● INFORMATION PROVIDED:
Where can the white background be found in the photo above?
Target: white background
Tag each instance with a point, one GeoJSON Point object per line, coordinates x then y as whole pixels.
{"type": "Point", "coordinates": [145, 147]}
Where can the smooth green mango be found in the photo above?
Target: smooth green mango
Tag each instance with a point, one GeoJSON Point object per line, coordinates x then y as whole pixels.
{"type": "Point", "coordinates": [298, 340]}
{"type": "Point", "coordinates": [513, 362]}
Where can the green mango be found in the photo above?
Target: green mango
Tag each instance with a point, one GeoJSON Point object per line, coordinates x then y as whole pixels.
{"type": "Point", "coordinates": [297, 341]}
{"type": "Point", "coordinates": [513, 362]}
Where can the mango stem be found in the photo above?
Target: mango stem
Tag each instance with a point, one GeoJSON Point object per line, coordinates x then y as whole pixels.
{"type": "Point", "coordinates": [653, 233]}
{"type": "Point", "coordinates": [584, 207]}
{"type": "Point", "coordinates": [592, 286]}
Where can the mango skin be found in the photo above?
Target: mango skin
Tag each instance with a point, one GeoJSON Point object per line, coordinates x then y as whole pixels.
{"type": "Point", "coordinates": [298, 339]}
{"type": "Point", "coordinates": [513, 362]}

● PROBLEM DETAILS:
Look above for the line holding "Where can the smooth", then set down exactly that line and every line after it up to and including the line holding "Target: mango stem", with nothing else.

● COMPLETED TASK:
Where can the smooth green mango be found in the photo above?
Target: smooth green mango
Tag each instance with a point, one GeoJSON Point object per line, coordinates x then y as whole pixels.
{"type": "Point", "coordinates": [298, 340]}
{"type": "Point", "coordinates": [513, 362]}
Where can the green mango be found in the photo above?
Target: green mango
Tag each instance with a point, one GeoJSON Point object per line, coordinates x then y as whole pixels.
{"type": "Point", "coordinates": [297, 341]}
{"type": "Point", "coordinates": [513, 362]}
Where can the mango stem be found in the photo above?
Target: mango stem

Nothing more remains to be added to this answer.